PROBLEM DESCRIPTION: Nothing in the records may be altered; repeat them exactly.

(Dataset entries)
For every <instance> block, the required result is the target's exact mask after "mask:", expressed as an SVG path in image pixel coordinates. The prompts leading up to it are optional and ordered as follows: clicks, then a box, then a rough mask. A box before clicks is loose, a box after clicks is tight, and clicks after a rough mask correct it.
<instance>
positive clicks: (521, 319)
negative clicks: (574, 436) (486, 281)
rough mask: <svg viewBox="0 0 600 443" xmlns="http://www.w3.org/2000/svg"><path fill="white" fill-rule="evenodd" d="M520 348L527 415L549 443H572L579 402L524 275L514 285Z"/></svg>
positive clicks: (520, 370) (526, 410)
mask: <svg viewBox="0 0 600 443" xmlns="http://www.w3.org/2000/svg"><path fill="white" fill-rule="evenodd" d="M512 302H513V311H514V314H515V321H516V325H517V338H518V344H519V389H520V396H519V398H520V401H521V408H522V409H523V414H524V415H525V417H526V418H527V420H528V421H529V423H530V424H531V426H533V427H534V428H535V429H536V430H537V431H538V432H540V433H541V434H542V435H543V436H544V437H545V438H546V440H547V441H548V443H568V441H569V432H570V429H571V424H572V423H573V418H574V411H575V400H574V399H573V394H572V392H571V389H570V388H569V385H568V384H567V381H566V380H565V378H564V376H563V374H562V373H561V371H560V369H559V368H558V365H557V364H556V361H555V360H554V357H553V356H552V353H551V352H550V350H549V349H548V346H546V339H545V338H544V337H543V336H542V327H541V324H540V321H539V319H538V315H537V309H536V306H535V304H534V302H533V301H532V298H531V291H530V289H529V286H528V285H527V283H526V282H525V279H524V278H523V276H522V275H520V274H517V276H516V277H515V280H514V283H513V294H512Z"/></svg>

ANSWER TO THE EXERCISE:
For every <instance> block, the required result is the target's exact mask after "mask:", expressed as an SVG path in image pixel coordinates. The prompts leading up to it are optional and ordered as follows: clicks, then a box, then a rough mask. A box before clicks is loose, a box after clicks is tight, and clicks after a rough mask correct it.
<instance>
positive clicks: (521, 319)
negative clicks: (574, 436) (486, 281)
rough mask: <svg viewBox="0 0 600 443" xmlns="http://www.w3.org/2000/svg"><path fill="white" fill-rule="evenodd" d="M520 348L527 415L549 443H572L579 402L524 275L514 285Z"/></svg>
positive clicks: (520, 370) (526, 410)
mask: <svg viewBox="0 0 600 443" xmlns="http://www.w3.org/2000/svg"><path fill="white" fill-rule="evenodd" d="M512 302H513V311H514V314H515V321H516V325H517V338H518V344H519V389H520V396H519V398H520V401H521V408H522V409H523V414H524V415H525V417H526V418H527V420H528V421H529V423H530V424H531V426H533V427H534V428H535V429H536V430H537V431H538V432H540V433H541V434H542V435H543V436H544V437H545V438H546V440H547V441H548V443H568V441H569V432H570V429H571V424H572V423H573V418H574V411H575V400H574V399H573V394H572V392H571V389H570V388H569V385H568V384H567V381H566V380H565V378H564V376H563V374H562V373H561V371H560V369H559V368H558V365H557V364H556V361H555V360H554V357H553V356H552V353H551V352H550V350H549V349H548V346H546V339H545V338H544V337H543V336H542V327H541V324H540V321H539V319H538V315H537V309H536V306H535V304H534V302H533V301H532V298H531V291H530V289H529V286H528V285H527V283H526V282H525V279H524V278H523V276H522V275H520V274H517V276H516V277H515V280H514V283H513V294H512Z"/></svg>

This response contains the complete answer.